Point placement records
START

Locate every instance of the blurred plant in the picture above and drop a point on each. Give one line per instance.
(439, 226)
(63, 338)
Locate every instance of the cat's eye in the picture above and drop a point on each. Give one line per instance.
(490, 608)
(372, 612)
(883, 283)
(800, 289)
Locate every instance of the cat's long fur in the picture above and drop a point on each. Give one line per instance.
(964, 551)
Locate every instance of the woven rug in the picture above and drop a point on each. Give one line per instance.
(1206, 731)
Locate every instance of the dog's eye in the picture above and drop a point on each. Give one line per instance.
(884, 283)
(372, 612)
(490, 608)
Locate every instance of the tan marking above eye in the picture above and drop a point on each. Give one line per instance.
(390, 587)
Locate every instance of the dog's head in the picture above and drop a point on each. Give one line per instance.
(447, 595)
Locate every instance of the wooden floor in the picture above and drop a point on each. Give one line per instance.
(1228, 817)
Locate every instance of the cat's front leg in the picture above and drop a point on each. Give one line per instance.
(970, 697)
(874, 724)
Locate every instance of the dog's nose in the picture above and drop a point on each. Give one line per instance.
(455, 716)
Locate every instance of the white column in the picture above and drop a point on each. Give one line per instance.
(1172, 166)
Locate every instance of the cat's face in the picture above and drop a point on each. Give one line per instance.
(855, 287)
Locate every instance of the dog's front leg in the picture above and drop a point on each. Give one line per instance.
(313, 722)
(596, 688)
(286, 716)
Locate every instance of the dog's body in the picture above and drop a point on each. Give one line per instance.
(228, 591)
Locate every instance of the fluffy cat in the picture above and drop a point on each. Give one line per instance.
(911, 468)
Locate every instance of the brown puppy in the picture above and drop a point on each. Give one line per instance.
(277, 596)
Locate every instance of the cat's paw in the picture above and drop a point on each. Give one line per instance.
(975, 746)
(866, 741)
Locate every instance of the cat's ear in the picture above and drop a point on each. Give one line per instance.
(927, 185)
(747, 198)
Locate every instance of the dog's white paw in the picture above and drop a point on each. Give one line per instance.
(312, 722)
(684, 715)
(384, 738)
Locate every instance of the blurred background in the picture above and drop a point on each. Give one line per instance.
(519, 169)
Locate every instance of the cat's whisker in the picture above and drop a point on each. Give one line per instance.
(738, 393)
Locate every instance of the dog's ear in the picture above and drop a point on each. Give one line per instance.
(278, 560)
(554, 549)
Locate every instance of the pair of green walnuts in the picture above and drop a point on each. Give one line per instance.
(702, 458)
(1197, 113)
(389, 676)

END

Task goal —
Lay out the rows above as a two-column CSV with the header request,points. Give one CSV line per row, with the row's text in the first quoted field and its answer in the second, and replace any line breaks with spaces.

Output of the exercise —
request,points
"Locate every instance of the blurred plant in the picture above and drop a point on each. Give one line per instance.","(439, 226) (63, 338)"
"Locate every instance of the cat's eye in the picture above and drop a point on each. Give one line per instance.","(490, 608) (372, 612) (883, 283) (800, 289)"
"Locate every instance of the cat's long fur in the picture above and drop a point on each. Give one line per instance.","(964, 551)"
"Locate every instance of the woven rug in the picture above and drop a point on each. Give one line per instance.","(1206, 731)"
"Locate every instance of the dog's eye in the picture above and drop a point on each. Give one line per instance.","(884, 283) (372, 612) (490, 608)"
"Locate every instance of the tan marking above eye in the picture above and drop a point on each. Give one line per instance.","(390, 587)"
"Locate every instance of the dog's head in the picture above and drop a point on each. Give one line per instance.","(447, 595)"
"Locate every instance of the wooden floor in the picture above and drop a point on each. Give one line per instance.","(1228, 817)"
"Locate every instance of the cat's front leg in the picture above and drop a point on each. Give one line per instance.","(970, 697) (874, 724)"
"Locate every instance of the dog's nose in the picture above and drop a point on each. Give one line per instance.","(455, 716)"
"Locate every instance of the white column in the picture above and drop a point on each. Give one line per instance.","(1172, 166)"
"Locate every instance of the cat's face in the picture above and drop a point on each. Give one line per instance.","(855, 287)"
"Locate every instance of the dog's front leg in the picture above and drop a point on each. Give one line per instance.","(313, 722) (596, 688) (286, 716)"
"Locate every instance of the dog's body in the picture above and drop a point on each. Give one line per instance.","(228, 591)"
"Locate every instance of the fluffy cat in the picture above and drop a point on each. Give one line per instance.","(911, 468)"
"Locate every instance of the brown puppy in the picture above and drop a point on each. Give one line per instance.","(277, 596)"
"Locate every instance of the cat's paw in the picture above and drop a point on each. Give one line per instance.","(975, 746) (866, 741)"
"Locate every instance of the cat's ear in the picture above and drop a point on each. Give one line per instance.","(927, 185) (747, 198)"
"Locate every instance of the dog's white paw in the picture above and drop a point on each. Give one line per instance.","(312, 722) (684, 715) (384, 738)"
"Locate every instance of the blurred background in the picture above and drop a point on each. Give one line per instance.","(519, 169)"
"Locate every instance of the cat's whisker in the picture above and drop a point on each. Give one line per instance.","(738, 393)"
"Locate every instance of the dog's ear in the picture above and drop a point on each. Give one line per instance.","(278, 560) (554, 549)"
"Locate every instance of the pair of green walnuts in the picture above and drop a point on each. Give one line per instance.","(702, 458) (1197, 113) (389, 676)"